Monday, April 20, 2015

Learners: Week 1

You are now in Week 1 of Fight the Four Horsemen! How is it going so far?

Each week after class on Monday, come here to learn more cool stuff about Fighting the Four Horsemen! A new post will be here by the next morning after class.

Here is the video we watched about the Four Horsemen - go ahead and watch it again!


There's a couple things to think about this week as you try to control the Four Horsemen. The importance of practice, and to begin practicing and learning more about remedies.

PRACTICE!

Remember that getting better at things takes time. It takes a lot of repetitive practice. Think of your favorite sport, or something you're good at doing. It took a while to get good at it right? That is how this will be, which is why we are going to spend several weeks talking about it. After that, we will keep working on it as a family, but we won't have a formal "class" about it every week.

One of my favorite quotes is something said by a man named Ralph Waldo Emerson, who was a great thinker and poet in the early 1800's. I like what he said so much that I made a picture for it. Think about these words and the idea of "practice." Think about how much practice doing something like playing the piano takes. This is how it will be learning to Fight the Four Horsemen. You will get better and better!

- **Supplied material**
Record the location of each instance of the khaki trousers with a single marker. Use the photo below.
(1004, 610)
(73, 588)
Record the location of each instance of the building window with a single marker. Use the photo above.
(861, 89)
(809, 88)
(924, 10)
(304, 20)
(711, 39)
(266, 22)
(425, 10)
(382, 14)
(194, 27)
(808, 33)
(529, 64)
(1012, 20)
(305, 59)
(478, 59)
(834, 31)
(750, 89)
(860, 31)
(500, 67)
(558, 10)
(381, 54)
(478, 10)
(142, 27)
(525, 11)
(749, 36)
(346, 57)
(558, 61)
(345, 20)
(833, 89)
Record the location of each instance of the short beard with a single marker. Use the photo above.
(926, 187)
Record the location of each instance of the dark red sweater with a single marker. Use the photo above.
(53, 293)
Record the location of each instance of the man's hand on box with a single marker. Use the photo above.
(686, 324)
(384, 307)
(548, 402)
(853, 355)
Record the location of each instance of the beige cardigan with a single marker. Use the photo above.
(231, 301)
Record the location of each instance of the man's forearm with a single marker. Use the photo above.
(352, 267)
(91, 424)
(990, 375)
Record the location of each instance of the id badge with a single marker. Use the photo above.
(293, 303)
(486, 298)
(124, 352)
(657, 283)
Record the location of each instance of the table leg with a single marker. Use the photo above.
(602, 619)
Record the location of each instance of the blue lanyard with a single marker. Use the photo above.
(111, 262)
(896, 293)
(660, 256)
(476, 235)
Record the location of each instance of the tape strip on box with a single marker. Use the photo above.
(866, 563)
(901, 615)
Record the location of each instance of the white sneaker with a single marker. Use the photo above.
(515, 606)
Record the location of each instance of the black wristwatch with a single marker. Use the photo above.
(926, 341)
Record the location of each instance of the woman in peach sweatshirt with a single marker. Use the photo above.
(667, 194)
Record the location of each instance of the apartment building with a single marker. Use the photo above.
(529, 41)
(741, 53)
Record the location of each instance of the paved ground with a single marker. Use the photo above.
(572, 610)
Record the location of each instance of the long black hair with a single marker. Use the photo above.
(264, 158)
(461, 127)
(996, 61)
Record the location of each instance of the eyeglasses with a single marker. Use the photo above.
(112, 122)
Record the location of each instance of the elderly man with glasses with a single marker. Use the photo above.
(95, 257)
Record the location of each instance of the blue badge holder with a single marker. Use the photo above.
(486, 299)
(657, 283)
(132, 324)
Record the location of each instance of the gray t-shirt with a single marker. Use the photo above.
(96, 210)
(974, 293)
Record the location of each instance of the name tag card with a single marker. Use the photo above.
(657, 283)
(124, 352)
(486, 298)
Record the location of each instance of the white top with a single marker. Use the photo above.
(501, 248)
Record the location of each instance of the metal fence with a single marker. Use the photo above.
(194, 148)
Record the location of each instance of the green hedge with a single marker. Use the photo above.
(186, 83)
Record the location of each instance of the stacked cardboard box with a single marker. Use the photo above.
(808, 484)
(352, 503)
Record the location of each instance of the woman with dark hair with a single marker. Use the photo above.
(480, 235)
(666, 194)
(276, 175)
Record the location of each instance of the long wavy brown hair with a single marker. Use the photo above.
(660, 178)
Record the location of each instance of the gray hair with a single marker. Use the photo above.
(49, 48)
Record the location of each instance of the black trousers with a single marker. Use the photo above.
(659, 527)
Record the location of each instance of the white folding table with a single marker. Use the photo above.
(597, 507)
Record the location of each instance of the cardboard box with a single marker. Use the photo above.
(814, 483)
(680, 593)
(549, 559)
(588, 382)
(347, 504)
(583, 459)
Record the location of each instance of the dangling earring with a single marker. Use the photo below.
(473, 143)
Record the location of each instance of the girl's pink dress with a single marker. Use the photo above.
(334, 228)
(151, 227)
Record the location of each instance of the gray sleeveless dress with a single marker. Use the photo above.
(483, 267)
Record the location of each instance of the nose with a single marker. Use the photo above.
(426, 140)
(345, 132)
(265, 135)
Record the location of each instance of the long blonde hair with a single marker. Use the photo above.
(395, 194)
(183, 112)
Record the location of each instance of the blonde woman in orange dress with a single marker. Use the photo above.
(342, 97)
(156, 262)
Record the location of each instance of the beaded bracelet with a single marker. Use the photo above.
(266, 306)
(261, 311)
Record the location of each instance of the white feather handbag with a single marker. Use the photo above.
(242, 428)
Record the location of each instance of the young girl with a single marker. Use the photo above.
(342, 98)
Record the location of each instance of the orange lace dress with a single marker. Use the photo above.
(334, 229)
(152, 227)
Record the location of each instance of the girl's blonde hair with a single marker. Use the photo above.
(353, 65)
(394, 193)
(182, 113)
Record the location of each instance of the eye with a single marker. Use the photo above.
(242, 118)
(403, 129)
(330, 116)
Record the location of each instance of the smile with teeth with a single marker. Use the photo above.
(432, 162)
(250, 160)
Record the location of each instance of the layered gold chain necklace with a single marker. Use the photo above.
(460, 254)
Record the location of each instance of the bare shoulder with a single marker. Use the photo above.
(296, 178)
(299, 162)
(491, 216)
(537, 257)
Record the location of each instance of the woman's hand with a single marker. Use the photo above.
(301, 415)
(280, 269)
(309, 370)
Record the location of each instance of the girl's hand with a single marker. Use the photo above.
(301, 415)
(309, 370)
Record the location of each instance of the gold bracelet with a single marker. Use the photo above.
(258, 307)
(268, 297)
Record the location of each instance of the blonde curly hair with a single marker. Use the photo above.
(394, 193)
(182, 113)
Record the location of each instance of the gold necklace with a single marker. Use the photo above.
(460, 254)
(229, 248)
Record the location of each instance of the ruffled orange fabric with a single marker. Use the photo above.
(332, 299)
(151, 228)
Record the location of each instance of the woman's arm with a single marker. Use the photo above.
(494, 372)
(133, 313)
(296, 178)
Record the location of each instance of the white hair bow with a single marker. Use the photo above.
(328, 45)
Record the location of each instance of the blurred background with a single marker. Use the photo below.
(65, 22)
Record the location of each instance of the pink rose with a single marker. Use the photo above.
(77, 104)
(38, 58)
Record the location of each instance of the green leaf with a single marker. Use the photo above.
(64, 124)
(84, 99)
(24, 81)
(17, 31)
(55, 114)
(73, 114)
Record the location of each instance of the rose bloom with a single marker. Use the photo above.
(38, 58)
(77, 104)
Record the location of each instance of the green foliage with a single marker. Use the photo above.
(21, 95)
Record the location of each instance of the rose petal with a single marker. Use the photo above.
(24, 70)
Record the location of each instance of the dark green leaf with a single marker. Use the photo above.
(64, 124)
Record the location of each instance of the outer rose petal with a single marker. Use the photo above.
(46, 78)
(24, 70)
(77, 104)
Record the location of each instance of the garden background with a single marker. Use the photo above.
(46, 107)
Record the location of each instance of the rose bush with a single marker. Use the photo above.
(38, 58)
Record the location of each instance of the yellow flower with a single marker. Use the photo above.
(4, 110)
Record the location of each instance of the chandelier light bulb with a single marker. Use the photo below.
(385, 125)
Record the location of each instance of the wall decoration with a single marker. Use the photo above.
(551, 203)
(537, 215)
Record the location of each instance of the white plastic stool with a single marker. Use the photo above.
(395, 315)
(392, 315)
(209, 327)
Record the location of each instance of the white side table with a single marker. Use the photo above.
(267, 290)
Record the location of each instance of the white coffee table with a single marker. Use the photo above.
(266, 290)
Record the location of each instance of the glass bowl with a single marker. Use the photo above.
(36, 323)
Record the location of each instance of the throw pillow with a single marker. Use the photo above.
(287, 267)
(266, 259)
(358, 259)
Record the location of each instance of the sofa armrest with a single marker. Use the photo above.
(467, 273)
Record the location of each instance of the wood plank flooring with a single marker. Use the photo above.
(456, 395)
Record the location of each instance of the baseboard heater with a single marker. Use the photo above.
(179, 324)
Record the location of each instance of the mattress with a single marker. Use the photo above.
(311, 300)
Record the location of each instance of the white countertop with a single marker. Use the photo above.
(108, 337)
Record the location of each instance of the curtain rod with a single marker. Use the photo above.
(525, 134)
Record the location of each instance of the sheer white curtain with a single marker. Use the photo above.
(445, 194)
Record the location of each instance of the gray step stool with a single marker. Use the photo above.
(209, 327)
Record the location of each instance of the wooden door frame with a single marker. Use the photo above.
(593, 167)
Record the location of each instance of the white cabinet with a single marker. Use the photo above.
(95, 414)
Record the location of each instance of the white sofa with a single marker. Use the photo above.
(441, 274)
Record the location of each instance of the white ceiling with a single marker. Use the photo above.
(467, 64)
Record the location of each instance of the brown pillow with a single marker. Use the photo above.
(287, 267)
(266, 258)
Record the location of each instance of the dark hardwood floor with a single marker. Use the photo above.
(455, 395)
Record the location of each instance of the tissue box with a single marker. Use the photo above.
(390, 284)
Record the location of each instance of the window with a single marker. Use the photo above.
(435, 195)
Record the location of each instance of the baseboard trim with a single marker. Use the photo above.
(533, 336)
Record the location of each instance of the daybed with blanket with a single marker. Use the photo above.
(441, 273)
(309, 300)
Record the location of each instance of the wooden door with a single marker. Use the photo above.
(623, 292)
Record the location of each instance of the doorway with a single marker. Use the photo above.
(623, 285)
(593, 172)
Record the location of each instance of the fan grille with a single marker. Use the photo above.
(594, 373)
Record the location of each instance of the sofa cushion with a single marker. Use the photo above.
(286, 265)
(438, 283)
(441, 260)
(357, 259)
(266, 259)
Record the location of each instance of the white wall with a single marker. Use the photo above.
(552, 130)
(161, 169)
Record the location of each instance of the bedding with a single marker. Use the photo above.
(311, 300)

- **Short problem A**
Answer these questions using the Week 1 post:
(i) How soon after the Monday class will a new post be up?
(ii) How does the post describe Ralph Waldo Emerson?
(iii) What two things does the post say to think about this week?
- **Short problem B**
From the Week 1 post, reproduce the part that opens with the words containing "There's a couple" and closes with "more about remedies.".

- **Result A**
(i) By the next morning after class.
(ii) As a great thinker and poet in the early 1800's.
(iii) The importance of practice, and beginning to practice and learn more about remedies.

- **Result B**
There's a couple things to think about this week as you try to control the Four Horsemen. The importance of practice, and to begin practicing and learning more about remedies.